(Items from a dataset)
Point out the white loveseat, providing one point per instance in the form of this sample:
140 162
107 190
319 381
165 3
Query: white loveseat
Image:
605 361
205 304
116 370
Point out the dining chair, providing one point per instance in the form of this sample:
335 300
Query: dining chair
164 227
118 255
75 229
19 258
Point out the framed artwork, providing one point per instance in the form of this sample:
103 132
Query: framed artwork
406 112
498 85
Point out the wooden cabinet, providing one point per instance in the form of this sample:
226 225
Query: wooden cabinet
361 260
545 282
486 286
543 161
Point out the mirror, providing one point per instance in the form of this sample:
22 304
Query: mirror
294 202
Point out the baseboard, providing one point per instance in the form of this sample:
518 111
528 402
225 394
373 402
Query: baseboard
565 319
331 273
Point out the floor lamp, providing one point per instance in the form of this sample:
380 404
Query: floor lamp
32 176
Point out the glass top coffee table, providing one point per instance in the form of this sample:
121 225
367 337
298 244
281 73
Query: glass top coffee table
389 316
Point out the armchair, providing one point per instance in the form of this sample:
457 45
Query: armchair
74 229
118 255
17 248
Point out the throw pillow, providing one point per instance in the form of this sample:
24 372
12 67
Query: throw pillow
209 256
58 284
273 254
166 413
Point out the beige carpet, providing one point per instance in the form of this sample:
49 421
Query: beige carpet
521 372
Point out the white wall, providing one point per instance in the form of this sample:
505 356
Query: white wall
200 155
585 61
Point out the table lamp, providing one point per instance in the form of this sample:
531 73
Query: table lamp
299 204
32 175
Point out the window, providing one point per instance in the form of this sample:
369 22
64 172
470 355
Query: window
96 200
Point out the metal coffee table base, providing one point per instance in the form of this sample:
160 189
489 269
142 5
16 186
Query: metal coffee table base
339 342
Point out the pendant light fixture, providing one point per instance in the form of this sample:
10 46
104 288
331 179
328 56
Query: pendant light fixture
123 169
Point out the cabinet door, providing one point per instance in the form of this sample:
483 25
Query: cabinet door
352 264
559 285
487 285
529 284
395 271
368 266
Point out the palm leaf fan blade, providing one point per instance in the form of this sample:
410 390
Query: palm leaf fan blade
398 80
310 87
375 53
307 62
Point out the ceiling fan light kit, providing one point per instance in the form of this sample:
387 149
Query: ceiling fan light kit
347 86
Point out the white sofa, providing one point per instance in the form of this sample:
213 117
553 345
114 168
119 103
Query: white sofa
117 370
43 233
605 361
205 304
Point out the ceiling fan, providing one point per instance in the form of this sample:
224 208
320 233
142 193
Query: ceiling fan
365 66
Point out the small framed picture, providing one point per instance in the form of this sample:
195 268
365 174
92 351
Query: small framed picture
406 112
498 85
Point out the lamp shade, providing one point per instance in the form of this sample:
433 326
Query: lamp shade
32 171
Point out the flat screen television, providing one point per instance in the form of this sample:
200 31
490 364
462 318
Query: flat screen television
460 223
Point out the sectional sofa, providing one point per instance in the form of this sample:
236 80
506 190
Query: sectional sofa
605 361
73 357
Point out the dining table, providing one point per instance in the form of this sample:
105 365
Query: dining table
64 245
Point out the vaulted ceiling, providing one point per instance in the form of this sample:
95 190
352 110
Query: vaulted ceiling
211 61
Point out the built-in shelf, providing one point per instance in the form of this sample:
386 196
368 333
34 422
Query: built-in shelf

▶ [WORK TO BE COMPLETED]: The lines you return should be those above that contain the word "shelf", every one of them.

▶ [FINISHED TASK]:
Point out the built-in shelf, providing one point per instance in the form of this sample:
Query: built-in shelf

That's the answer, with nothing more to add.